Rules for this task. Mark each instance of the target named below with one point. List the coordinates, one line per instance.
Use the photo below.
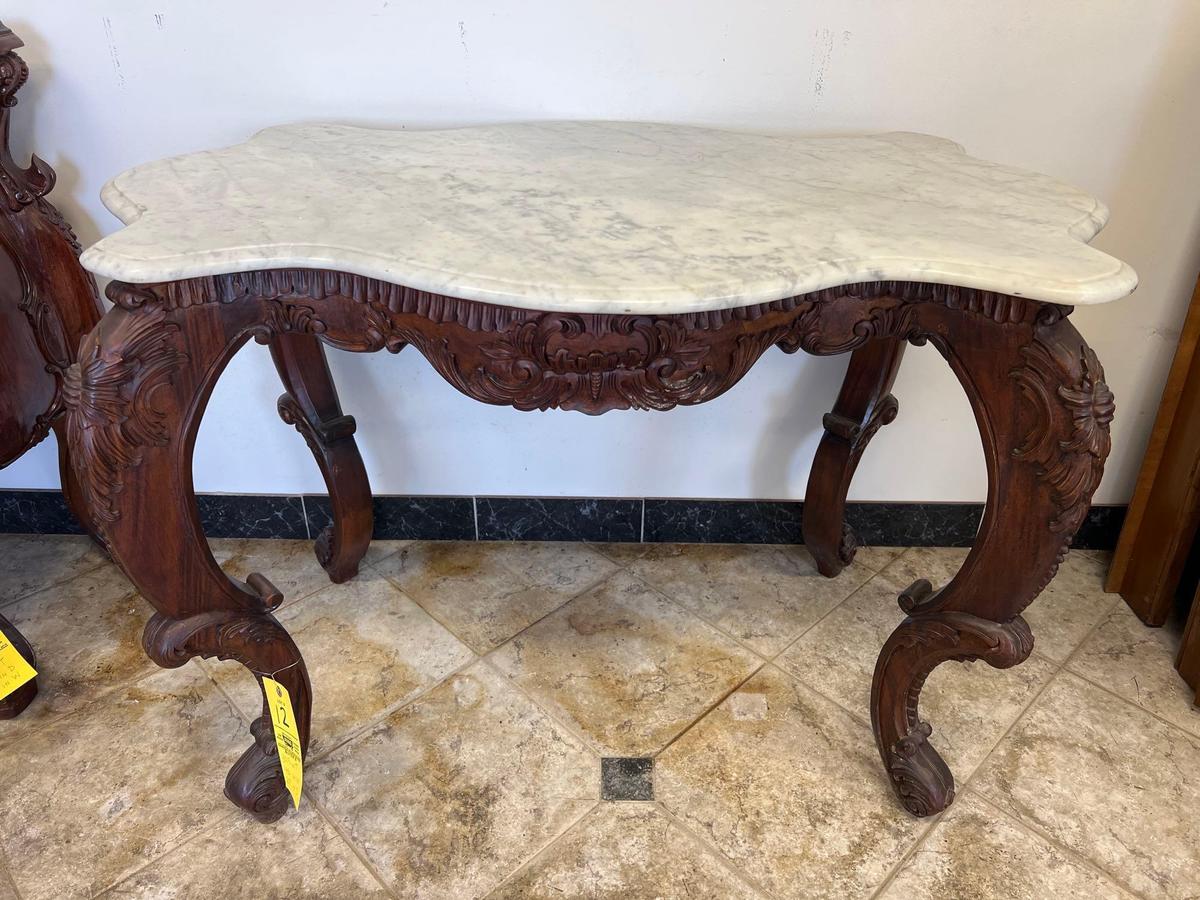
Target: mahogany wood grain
(47, 304)
(1036, 388)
□ □ □ □ □ □ □
— Exercise —
Copy all of the data above word for word, but leave out the picture.

— Answer to the exercise —
Rules for this task. Mark each instance of the target named below with one point. List the coordinates, one line per instance.
Use the photo below.
Target: mahogany wood grain
(47, 304)
(1036, 388)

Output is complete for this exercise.